Dataset excerpts on object pointing
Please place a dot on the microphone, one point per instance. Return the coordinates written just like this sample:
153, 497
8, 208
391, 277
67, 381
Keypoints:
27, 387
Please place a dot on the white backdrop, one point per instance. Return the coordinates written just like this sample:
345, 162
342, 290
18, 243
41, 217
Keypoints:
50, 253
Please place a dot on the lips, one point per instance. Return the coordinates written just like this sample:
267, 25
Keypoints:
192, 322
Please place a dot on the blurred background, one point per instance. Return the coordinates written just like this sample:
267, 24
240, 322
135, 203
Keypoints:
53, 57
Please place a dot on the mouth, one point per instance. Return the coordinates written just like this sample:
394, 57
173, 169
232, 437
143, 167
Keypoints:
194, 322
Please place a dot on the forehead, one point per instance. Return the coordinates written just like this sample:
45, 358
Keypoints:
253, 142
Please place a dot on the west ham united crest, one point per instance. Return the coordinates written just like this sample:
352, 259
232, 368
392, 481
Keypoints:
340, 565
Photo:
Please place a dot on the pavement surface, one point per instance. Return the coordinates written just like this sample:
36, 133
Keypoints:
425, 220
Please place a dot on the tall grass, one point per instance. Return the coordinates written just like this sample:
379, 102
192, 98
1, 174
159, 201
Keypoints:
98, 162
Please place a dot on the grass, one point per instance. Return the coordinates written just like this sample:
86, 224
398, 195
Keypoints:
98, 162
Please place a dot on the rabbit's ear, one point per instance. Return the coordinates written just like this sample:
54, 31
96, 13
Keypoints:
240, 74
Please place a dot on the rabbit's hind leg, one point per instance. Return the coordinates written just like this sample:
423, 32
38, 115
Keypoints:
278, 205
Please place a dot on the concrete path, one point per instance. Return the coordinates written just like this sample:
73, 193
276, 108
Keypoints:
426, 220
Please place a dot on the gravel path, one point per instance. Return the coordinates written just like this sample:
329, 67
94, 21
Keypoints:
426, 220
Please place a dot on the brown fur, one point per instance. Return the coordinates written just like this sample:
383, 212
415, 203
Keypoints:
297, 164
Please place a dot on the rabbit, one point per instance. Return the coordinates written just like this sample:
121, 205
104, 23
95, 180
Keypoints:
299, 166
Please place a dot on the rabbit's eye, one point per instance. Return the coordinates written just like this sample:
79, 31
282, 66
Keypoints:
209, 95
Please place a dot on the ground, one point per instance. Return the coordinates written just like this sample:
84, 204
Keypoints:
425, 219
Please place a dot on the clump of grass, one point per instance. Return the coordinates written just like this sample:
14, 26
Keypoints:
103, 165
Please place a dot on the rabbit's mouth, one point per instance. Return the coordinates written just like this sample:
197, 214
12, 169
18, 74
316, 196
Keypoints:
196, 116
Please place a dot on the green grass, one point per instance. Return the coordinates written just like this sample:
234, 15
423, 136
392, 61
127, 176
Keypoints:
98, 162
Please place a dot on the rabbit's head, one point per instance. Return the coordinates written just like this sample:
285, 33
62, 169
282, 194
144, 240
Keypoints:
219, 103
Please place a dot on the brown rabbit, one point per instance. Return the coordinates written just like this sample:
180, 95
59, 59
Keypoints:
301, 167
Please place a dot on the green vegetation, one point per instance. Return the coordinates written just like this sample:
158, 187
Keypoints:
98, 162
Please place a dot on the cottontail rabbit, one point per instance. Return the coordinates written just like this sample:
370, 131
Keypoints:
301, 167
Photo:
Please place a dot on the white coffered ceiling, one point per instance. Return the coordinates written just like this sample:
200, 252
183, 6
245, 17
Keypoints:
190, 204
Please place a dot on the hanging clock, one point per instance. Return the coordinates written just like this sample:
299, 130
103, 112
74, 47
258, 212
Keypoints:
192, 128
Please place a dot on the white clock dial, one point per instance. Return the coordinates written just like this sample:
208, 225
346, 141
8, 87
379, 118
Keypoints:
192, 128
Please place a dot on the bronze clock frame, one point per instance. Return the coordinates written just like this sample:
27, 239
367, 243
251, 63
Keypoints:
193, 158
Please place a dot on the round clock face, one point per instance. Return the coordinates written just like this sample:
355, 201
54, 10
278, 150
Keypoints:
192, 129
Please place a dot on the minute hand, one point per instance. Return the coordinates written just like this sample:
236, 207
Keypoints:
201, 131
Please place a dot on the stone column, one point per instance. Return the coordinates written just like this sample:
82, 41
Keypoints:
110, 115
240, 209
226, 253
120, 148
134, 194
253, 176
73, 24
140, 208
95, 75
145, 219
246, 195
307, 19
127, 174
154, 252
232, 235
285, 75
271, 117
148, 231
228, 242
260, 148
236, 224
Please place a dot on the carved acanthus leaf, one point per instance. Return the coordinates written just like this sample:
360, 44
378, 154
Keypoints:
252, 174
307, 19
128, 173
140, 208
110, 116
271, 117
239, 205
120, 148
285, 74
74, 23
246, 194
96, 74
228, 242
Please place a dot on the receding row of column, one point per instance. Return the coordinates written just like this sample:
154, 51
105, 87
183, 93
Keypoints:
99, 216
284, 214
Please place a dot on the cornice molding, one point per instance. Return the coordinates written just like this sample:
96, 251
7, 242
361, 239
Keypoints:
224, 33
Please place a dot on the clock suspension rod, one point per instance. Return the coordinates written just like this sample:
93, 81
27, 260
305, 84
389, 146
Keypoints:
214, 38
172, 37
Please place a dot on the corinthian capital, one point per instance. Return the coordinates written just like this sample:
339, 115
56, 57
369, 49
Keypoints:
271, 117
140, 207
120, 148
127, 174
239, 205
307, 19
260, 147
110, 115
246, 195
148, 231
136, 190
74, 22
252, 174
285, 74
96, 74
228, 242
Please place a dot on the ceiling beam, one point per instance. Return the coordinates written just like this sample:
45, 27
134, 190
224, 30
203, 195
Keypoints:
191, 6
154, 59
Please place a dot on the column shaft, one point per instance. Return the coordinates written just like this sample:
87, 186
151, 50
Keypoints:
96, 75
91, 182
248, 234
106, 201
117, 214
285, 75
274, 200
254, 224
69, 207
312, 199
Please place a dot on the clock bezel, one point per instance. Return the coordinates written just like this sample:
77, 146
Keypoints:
==
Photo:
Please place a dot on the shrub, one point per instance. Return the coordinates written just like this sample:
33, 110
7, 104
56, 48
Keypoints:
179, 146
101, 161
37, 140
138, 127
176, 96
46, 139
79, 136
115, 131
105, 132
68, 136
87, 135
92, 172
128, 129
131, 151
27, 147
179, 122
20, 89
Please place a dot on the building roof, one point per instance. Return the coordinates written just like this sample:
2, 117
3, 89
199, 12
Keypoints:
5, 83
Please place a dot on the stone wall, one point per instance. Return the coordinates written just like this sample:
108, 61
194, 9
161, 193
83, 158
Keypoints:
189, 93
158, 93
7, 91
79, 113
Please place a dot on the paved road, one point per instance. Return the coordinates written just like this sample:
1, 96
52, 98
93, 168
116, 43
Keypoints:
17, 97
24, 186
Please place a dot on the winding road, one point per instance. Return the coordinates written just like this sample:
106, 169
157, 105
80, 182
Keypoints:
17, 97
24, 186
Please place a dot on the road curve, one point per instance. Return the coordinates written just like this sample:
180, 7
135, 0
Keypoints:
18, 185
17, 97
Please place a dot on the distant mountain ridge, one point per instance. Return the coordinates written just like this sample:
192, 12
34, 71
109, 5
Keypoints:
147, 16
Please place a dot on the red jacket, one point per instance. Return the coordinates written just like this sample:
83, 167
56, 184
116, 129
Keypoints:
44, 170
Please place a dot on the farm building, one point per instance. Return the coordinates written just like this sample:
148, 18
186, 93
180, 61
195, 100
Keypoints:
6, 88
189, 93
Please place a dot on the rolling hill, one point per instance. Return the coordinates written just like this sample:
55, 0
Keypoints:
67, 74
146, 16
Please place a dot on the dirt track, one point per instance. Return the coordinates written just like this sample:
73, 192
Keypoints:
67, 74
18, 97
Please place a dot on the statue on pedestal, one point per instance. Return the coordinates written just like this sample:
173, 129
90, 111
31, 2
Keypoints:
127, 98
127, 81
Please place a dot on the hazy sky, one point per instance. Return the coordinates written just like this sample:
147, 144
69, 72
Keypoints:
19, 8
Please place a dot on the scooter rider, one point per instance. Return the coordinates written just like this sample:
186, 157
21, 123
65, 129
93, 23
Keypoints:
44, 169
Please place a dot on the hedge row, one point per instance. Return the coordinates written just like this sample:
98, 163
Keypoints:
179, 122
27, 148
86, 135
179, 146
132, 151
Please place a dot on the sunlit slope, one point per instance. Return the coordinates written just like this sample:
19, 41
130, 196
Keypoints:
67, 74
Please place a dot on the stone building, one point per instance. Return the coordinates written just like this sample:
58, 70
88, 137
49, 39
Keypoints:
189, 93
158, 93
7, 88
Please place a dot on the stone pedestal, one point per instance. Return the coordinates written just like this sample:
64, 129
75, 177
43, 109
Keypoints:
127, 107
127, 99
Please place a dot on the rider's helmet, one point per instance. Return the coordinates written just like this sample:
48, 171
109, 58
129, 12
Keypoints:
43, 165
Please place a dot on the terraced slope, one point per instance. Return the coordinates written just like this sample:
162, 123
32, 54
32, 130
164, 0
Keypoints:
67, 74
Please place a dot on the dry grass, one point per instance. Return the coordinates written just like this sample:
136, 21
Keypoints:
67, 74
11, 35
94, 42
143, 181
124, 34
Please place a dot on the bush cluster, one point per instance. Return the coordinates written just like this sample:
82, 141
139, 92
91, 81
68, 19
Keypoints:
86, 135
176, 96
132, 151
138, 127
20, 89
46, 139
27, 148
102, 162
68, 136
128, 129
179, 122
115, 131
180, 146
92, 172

**SHORT PROBLEM:**
Gather every line from the entries above that contains the word "ceiling" and list those lines.

**TASK OUTPUT:**
Please place a dot on the white coffered ceiling, one point per instance. Return the coordinates written just like this sample:
Please place a dot on the ceiling beam, one point per instance. Return the coordinates written just like this sample:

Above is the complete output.